Your goal:
What you submit must be an exact copy of the listing below, with no images in it.

Extracted records:
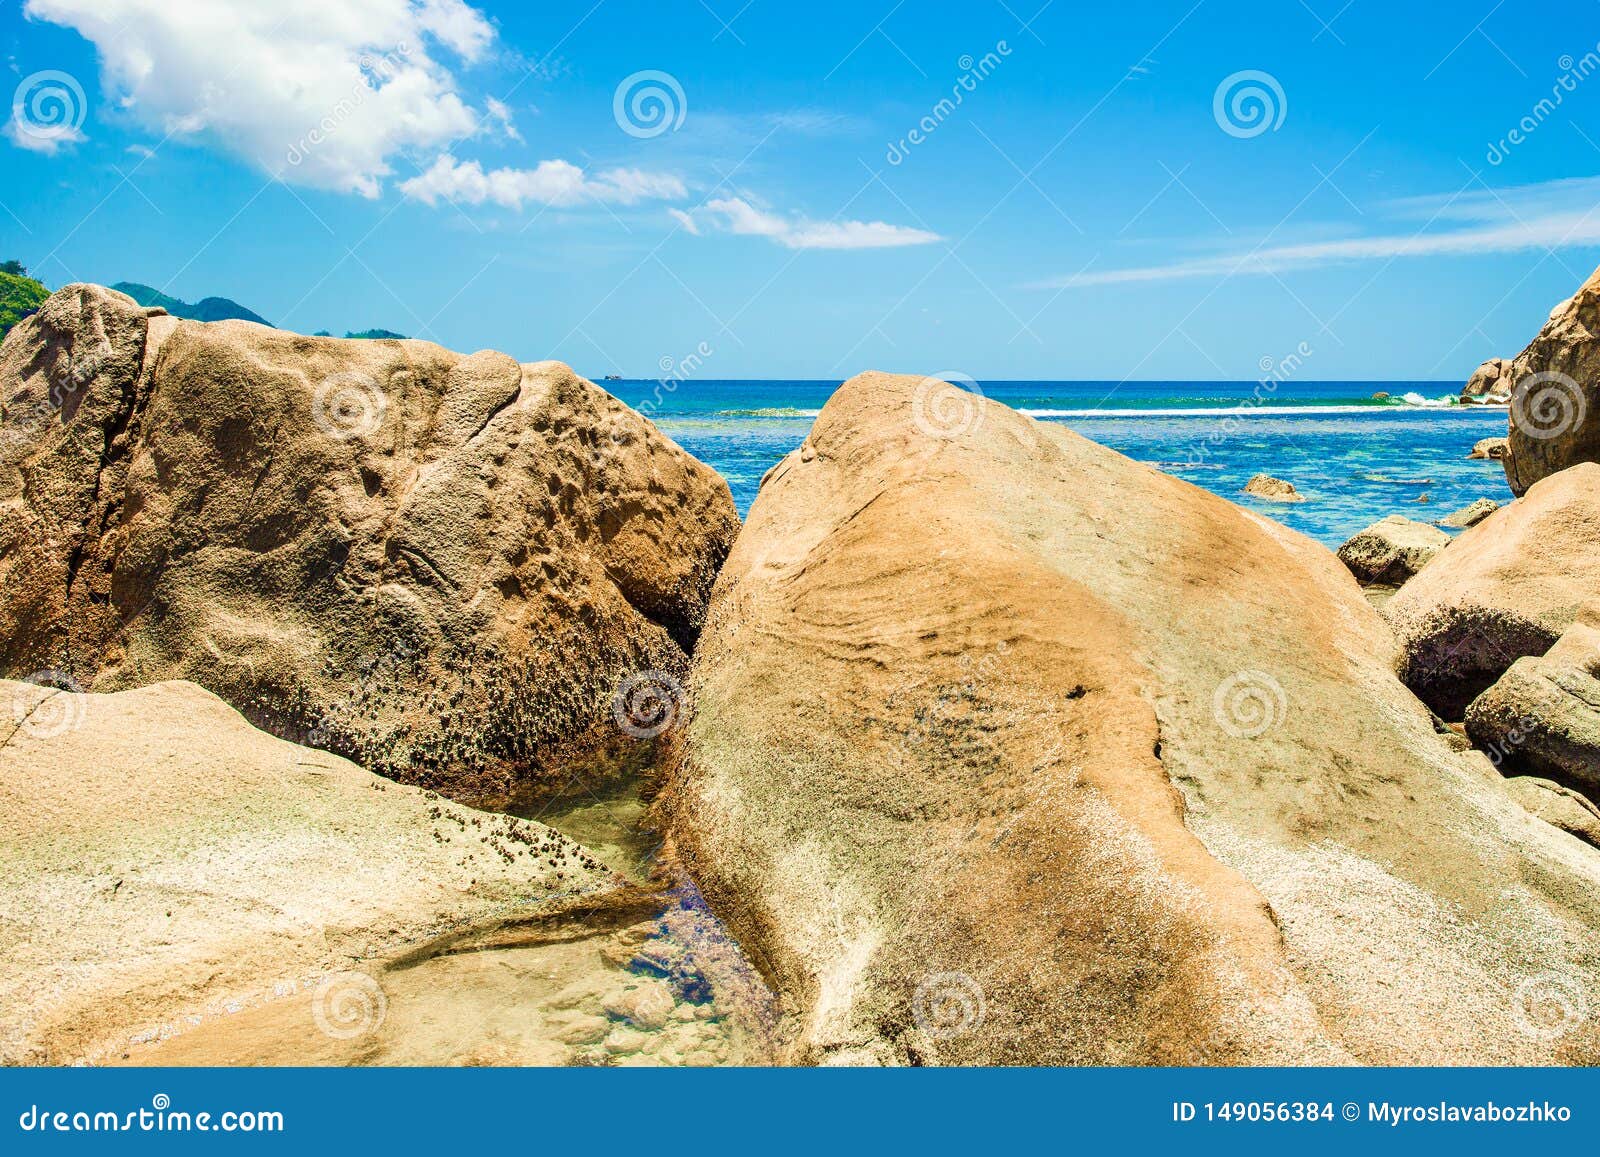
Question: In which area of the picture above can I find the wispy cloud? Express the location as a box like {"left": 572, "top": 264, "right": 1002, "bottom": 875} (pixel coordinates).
{"left": 683, "top": 196, "right": 941, "bottom": 250}
{"left": 4, "top": 116, "right": 85, "bottom": 154}
{"left": 1037, "top": 176, "right": 1600, "bottom": 288}
{"left": 400, "top": 156, "right": 686, "bottom": 210}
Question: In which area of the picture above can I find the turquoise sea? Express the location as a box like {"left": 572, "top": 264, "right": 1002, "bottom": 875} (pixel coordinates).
{"left": 610, "top": 379, "right": 1514, "bottom": 549}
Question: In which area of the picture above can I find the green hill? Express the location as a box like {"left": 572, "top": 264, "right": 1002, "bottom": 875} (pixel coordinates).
{"left": 112, "top": 281, "right": 272, "bottom": 327}
{"left": 345, "top": 328, "right": 408, "bottom": 340}
{"left": 0, "top": 265, "right": 50, "bottom": 342}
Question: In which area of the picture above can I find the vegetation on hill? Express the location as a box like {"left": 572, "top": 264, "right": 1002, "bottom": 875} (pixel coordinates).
{"left": 111, "top": 281, "right": 272, "bottom": 326}
{"left": 0, "top": 263, "right": 50, "bottom": 342}
{"left": 345, "top": 328, "right": 408, "bottom": 340}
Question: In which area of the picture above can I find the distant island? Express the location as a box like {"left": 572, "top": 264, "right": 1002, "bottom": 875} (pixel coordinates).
{"left": 112, "top": 281, "right": 273, "bottom": 326}
{"left": 0, "top": 267, "right": 406, "bottom": 345}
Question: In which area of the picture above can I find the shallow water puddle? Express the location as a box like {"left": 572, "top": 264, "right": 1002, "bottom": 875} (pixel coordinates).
{"left": 113, "top": 782, "right": 779, "bottom": 1067}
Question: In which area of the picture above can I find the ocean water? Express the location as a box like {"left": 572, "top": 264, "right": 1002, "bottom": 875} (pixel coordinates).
{"left": 613, "top": 379, "right": 1514, "bottom": 549}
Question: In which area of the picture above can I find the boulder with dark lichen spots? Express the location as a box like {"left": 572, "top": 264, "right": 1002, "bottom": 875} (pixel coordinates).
{"left": 1386, "top": 463, "right": 1600, "bottom": 720}
{"left": 0, "top": 284, "right": 739, "bottom": 805}
{"left": 1337, "top": 515, "right": 1449, "bottom": 586}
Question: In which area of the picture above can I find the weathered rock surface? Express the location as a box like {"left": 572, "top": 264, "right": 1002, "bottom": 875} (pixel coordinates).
{"left": 661, "top": 371, "right": 1600, "bottom": 1066}
{"left": 1387, "top": 463, "right": 1600, "bottom": 719}
{"left": 0, "top": 678, "right": 616, "bottom": 1065}
{"left": 1464, "top": 610, "right": 1600, "bottom": 798}
{"left": 0, "top": 284, "right": 738, "bottom": 803}
{"left": 1461, "top": 357, "right": 1514, "bottom": 404}
{"left": 1503, "top": 777, "right": 1600, "bottom": 851}
{"left": 1439, "top": 498, "right": 1500, "bottom": 529}
{"left": 1336, "top": 515, "right": 1449, "bottom": 586}
{"left": 1243, "top": 473, "right": 1304, "bottom": 502}
{"left": 1468, "top": 436, "right": 1509, "bottom": 461}
{"left": 1502, "top": 264, "right": 1600, "bottom": 495}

Finished task:
Question: In which area of the picture above can I find the wispy cloud? Express the location as a box like {"left": 572, "top": 264, "right": 1002, "bottom": 875} (pixel coordinates).
{"left": 683, "top": 196, "right": 941, "bottom": 250}
{"left": 4, "top": 116, "right": 85, "bottom": 154}
{"left": 1037, "top": 176, "right": 1600, "bottom": 288}
{"left": 400, "top": 156, "right": 686, "bottom": 210}
Question: In which area of the picture above can I find the turquoise sea? Express the location as a box like {"left": 572, "top": 264, "right": 1002, "bottom": 875} (pixel coordinates).
{"left": 610, "top": 379, "right": 1514, "bottom": 549}
Question: In which area of the picture above can I find the green hill? Express the location as a box like {"left": 572, "top": 264, "right": 1002, "bottom": 875} (pixel coordinates).
{"left": 112, "top": 281, "right": 272, "bottom": 327}
{"left": 345, "top": 328, "right": 408, "bottom": 340}
{"left": 0, "top": 265, "right": 50, "bottom": 342}
Question: In which area of the picture above can I find the vegetation on hill? Express the location as a box like {"left": 572, "top": 264, "right": 1002, "bottom": 875} (pixel coordinates).
{"left": 111, "top": 281, "right": 272, "bottom": 326}
{"left": 0, "top": 263, "right": 50, "bottom": 342}
{"left": 345, "top": 328, "right": 408, "bottom": 340}
Question: In which area of the picture above can I find the distant island? Express the location as a box like {"left": 572, "top": 264, "right": 1002, "bottom": 875} (pixel coordinates).
{"left": 112, "top": 281, "right": 273, "bottom": 326}
{"left": 0, "top": 267, "right": 406, "bottom": 345}
Question: In which area of the picture above can I find the shallow water puddle? Express the location as a box like {"left": 572, "top": 264, "right": 1002, "bottom": 875} (pixel coordinates).
{"left": 113, "top": 782, "right": 779, "bottom": 1067}
Question: In which area of the picture above can I find the ocean water? Express the location as a box like {"left": 572, "top": 264, "right": 1002, "bottom": 875} (pixel coordinates).
{"left": 613, "top": 379, "right": 1514, "bottom": 549}
Question: In which area of the picture above can I find the boulder with dark lichen spots? Express the location as a box like {"left": 572, "top": 264, "right": 1002, "bottom": 875} (pixel coordinates).
{"left": 1386, "top": 463, "right": 1600, "bottom": 720}
{"left": 0, "top": 284, "right": 739, "bottom": 805}
{"left": 1337, "top": 515, "right": 1449, "bottom": 586}
Question: In which area of the picture above can I find the weathered rock surface? Express the location as a box like {"left": 572, "top": 264, "right": 1002, "bottom": 875} (pixel coordinates).
{"left": 661, "top": 371, "right": 1600, "bottom": 1066}
{"left": 1387, "top": 463, "right": 1600, "bottom": 719}
{"left": 0, "top": 678, "right": 616, "bottom": 1065}
{"left": 1464, "top": 610, "right": 1600, "bottom": 798}
{"left": 0, "top": 284, "right": 738, "bottom": 803}
{"left": 1461, "top": 357, "right": 1514, "bottom": 404}
{"left": 1503, "top": 777, "right": 1600, "bottom": 851}
{"left": 1439, "top": 498, "right": 1500, "bottom": 529}
{"left": 1336, "top": 515, "right": 1449, "bottom": 586}
{"left": 1243, "top": 473, "right": 1304, "bottom": 502}
{"left": 1468, "top": 436, "right": 1509, "bottom": 461}
{"left": 1502, "top": 264, "right": 1600, "bottom": 495}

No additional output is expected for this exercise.